### WORK INSTRUCTIONS
Your task is to give the listing below back word for word, pictures excluded.

## START DATASET RECORDS

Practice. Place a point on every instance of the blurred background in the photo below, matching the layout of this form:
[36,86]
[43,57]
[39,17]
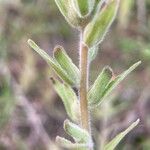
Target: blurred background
[32,114]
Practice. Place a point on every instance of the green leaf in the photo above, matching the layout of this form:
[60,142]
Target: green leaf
[68,11]
[56,67]
[68,97]
[80,135]
[85,7]
[93,53]
[95,31]
[96,92]
[112,144]
[69,145]
[66,63]
[114,82]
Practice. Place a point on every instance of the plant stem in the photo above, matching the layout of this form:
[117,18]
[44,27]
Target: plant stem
[84,86]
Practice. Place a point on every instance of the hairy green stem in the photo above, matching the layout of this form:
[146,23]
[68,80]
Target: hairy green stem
[84,86]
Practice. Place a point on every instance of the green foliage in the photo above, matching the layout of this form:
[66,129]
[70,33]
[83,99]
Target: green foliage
[96,92]
[84,7]
[105,83]
[69,145]
[93,18]
[66,63]
[68,97]
[115,141]
[56,67]
[80,135]
[67,9]
[98,27]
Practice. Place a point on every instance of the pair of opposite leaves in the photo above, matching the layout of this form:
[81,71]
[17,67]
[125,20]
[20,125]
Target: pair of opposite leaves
[69,73]
[93,17]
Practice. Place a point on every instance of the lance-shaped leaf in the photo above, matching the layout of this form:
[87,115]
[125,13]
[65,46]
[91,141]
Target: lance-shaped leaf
[68,97]
[69,145]
[114,82]
[112,144]
[66,63]
[79,135]
[85,7]
[97,28]
[109,87]
[56,67]
[96,92]
[68,11]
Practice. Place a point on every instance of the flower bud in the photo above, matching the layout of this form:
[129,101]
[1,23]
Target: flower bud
[68,11]
[95,31]
[84,7]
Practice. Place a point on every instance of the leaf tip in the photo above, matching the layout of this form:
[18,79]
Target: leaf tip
[52,80]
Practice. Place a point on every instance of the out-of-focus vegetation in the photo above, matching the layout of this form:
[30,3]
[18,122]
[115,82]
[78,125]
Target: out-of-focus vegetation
[31,113]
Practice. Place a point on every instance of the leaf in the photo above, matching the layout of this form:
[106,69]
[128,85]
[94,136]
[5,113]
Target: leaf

## END DATASET RECORDS

### TASK RESULT
Practice. Place a point on every instance of the blurred background in the photo below, matching the layout of this form:
[36,86]
[43,57]
[39,17]
Target: blurred background
[32,114]
Practice. Place a point on every instance of the green leaf in the photo above, matching the layout of this form:
[60,142]
Target: green leaf
[68,11]
[56,67]
[68,97]
[80,135]
[85,7]
[93,53]
[95,31]
[96,92]
[112,144]
[69,145]
[66,63]
[114,82]
Practice. Place a point on every instance of the plant stem in the photo above, matching the layout of this form:
[117,18]
[44,27]
Target: plant stem
[84,86]
Practice. Place a point on every instance of the hairy green stem in the photo above, matching the layout of this form:
[146,23]
[68,80]
Target: hairy green stem
[84,86]
Practice. Place a point on every instance of the green foliage in the photo above, matching the layout of this form:
[66,129]
[70,33]
[83,99]
Target: green foliage
[96,92]
[84,7]
[105,83]
[69,145]
[93,18]
[66,63]
[68,97]
[115,141]
[56,67]
[80,135]
[67,9]
[98,27]
Practice. Place a point on every instance of the pair of opposite leaves in the photo above, matching the layout of this form:
[81,71]
[17,67]
[125,20]
[20,125]
Target: pair of opposite leaves
[69,73]
[93,17]
Practice. Place a point on every instance of the lance-shaped leaf in the photo above, matching the layout of this form:
[87,115]
[125,13]
[65,46]
[91,141]
Target: lance-shaped leaf
[68,97]
[69,145]
[114,82]
[112,144]
[66,63]
[79,135]
[85,7]
[97,28]
[109,87]
[56,67]
[96,92]
[68,11]
Practice. Place a point on every instance of the flower bud in the photo above, matching the layout of this form:
[129,101]
[1,23]
Target: flower bud
[68,11]
[95,31]
[84,7]
Practice. Place a point on every instance of the leaf tip in the photo above, matching the layout of this form:
[18,79]
Target: leaf tip
[52,80]
Practice. Place a point on every instance of the out-of-focus vegetation in the photo above, matching the layout of this form:
[30,3]
[18,122]
[115,82]
[78,125]
Target: out-of-focus vegetation
[31,113]
Practice. Place a point on every instance of the leaf in the photo above, matching the layout of this form:
[106,69]
[128,85]
[94,136]
[5,113]
Target: leaf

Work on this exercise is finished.